Transcribe every record that appears below, exactly and in full.

=======

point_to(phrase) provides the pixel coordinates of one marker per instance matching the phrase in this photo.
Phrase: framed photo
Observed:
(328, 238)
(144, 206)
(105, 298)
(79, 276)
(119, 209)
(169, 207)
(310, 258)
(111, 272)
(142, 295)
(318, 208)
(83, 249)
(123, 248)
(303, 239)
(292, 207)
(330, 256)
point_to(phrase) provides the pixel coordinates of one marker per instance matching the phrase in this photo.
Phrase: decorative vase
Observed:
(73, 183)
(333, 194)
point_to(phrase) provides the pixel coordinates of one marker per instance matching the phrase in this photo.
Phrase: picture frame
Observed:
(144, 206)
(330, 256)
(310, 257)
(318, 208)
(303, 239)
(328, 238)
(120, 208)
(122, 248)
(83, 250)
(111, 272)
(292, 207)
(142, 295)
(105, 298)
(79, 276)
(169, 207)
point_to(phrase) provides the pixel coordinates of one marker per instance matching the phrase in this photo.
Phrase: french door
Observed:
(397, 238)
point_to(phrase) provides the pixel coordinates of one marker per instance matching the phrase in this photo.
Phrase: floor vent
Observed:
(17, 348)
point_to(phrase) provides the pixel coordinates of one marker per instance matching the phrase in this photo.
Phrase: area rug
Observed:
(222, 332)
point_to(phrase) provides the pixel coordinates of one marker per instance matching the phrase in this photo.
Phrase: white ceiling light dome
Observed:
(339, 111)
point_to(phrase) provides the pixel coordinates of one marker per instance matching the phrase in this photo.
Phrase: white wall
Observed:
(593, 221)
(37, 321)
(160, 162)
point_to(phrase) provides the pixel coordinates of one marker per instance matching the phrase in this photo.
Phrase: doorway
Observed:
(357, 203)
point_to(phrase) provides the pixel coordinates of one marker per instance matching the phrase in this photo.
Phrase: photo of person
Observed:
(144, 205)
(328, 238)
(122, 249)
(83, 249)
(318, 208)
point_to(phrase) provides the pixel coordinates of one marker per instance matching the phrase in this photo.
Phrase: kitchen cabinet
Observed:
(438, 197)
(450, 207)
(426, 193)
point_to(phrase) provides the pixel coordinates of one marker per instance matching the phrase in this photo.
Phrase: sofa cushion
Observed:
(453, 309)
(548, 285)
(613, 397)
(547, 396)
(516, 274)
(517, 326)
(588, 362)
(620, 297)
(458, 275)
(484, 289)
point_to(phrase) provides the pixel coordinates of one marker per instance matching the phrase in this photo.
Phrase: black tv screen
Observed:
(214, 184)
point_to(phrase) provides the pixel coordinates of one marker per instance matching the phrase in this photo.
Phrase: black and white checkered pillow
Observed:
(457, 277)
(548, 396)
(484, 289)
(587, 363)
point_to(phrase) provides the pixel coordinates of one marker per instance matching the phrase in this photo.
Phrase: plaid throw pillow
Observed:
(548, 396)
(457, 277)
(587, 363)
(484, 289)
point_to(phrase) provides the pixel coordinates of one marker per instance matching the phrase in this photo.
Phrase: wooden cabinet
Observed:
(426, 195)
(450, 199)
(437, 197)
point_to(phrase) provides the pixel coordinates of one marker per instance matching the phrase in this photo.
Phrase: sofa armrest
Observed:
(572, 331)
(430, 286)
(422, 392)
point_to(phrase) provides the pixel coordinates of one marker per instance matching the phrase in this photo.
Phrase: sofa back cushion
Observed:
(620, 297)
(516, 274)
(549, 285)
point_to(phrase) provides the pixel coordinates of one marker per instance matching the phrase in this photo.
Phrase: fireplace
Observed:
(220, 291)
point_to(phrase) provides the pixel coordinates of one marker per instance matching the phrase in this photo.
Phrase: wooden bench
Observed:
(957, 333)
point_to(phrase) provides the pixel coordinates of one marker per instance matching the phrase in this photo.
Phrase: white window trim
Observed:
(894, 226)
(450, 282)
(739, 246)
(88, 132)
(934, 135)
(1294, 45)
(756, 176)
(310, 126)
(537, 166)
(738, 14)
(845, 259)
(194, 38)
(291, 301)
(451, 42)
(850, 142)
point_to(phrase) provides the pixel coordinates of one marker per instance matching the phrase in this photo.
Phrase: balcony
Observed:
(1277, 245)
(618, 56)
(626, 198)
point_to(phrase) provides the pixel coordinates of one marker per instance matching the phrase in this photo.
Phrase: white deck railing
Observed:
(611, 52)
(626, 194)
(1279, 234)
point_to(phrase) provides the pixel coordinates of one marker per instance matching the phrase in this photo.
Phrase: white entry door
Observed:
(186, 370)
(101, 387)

=======

__SOLUTION TO THE EXERCISE__
point_to(phrase) provides the pixel coordinates of one marker per instance matching the phrase in this photo.
Phrase: framed photo
Observed:
(328, 238)
(144, 206)
(105, 298)
(79, 276)
(119, 209)
(169, 207)
(310, 258)
(111, 272)
(142, 295)
(318, 208)
(83, 249)
(123, 248)
(303, 239)
(292, 207)
(330, 256)
point_to(phrase) provides the pixel coordinates of one marker per instance matching the phrase in this photo.
Phrase: decorative vase
Observed:
(73, 183)
(333, 194)
point_to(phrase) provides the pixel coordinates of one marker per instance matching the phrase in this photo.
Phrase: picture frame
Observed:
(144, 206)
(330, 256)
(310, 257)
(318, 208)
(303, 239)
(328, 238)
(120, 208)
(122, 248)
(83, 250)
(111, 272)
(292, 207)
(142, 295)
(105, 298)
(79, 276)
(169, 207)
point_to(phrase) provides the pixel coordinates of one marker per instance matching the phrase in this photo.
Phrase: french door
Observed:
(397, 238)
point_to(phrase) provides the pixel coordinates of one marker per instance matching the phrase in this photo.
Phrase: floor vent
Observed:
(17, 348)
point_to(phrase) provides the pixel coordinates of one marker per instance matching the phrase in this photo.
Phrase: area rug
Observed:
(222, 332)
point_to(phrase) provides the pixel coordinates of one marker per instance matching the phrase in this photo.
Phrase: white ceiling light dome
Observed:
(339, 111)
point_to(phrase) provides the pixel coordinates of one marker per instance matching the phrase in this photo.
Phrase: white wall
Observed:
(593, 221)
(37, 321)
(160, 162)
point_to(phrase) provides the pixel coordinates of one marker per instance matching the phrase in this photo.
Phrase: doorway
Observed:
(357, 203)
point_to(phrase) provides the pixel coordinates of one marker per instance matching the phrase in this photo.
Phrase: photo of person
Observed:
(144, 205)
(328, 238)
(122, 249)
(83, 249)
(318, 208)
point_to(phrase) provides the pixel coordinates of one marker per instance matching the phrase in this photo.
Phrase: kitchen cabinet
Observed:
(438, 197)
(450, 207)
(426, 193)
point_to(phrase) provides the pixel coordinates of one marker per instance matching the phrase in this photo.
Phrase: sofa cushion
Observed:
(453, 309)
(548, 285)
(613, 397)
(547, 396)
(516, 274)
(517, 326)
(588, 362)
(620, 297)
(458, 275)
(484, 289)
point_to(phrase) provides the pixel coordinates of one marker per instance matching the phrase in this photo.
Phrase: black tv screen
Observed:
(214, 184)
point_to(phrase) provides the pixel coordinates of one marker per instance matching the phrase in this photo.
Phrase: black and white checkered pillow
Observed:
(457, 277)
(548, 396)
(484, 289)
(587, 363)
point_to(phrase) provides the pixel coordinates of one marker per instance matching the phrase in this photo.
Phrase: plaid throw pillow
Observed:
(548, 396)
(457, 277)
(587, 363)
(484, 289)
point_to(phrase) provides the pixel coordinates of one marker per instance matching the phrase in this photo.
Phrase: wooden cabinet
Observed:
(426, 195)
(450, 199)
(437, 197)
point_to(phrase) provides the pixel coordinates of one marker per instance matching the phrase in this photo.
Phrase: sofa armrest
Observed:
(572, 331)
(430, 286)
(422, 392)
point_to(phrase) provides the pixel coordinates of one marker per instance matching the phrase in this photo.
Phrase: sofa back cushion
Observed:
(620, 297)
(516, 274)
(549, 285)
point_to(phrase) provides the pixel coordinates of one marker per instance matching the phrase in this photo.
Phrase: fireplace
Observed:
(220, 291)
point_to(phrase) provides the pixel coordinates of one marker per instance matching the phrase in this photo.
Phrase: wooden bench
Observed:
(957, 333)
point_to(phrase) provides the pixel coordinates of one marker per instance matching the phrase in this photo.
Phrase: white window trim
Observed:
(894, 226)
(450, 282)
(739, 246)
(88, 132)
(934, 135)
(1294, 45)
(756, 176)
(310, 126)
(537, 166)
(738, 14)
(845, 259)
(194, 38)
(291, 301)
(451, 42)
(850, 142)
point_to(phrase) provides the pixel coordinates of one marker per instance matching the phrase in this photo.
Phrase: balcony
Observed:
(1277, 245)
(618, 56)
(626, 198)
point_to(phrase) provides the pixel coordinates of one marker per instance matching the phrase in this photo.
Phrase: white deck railing
Observed:
(611, 52)
(626, 194)
(1279, 234)
point_to(phrase) provides the pixel coordinates of one marker per instance matching the phrase in this photo.
Phrase: white entry door
Observed:
(186, 370)
(101, 387)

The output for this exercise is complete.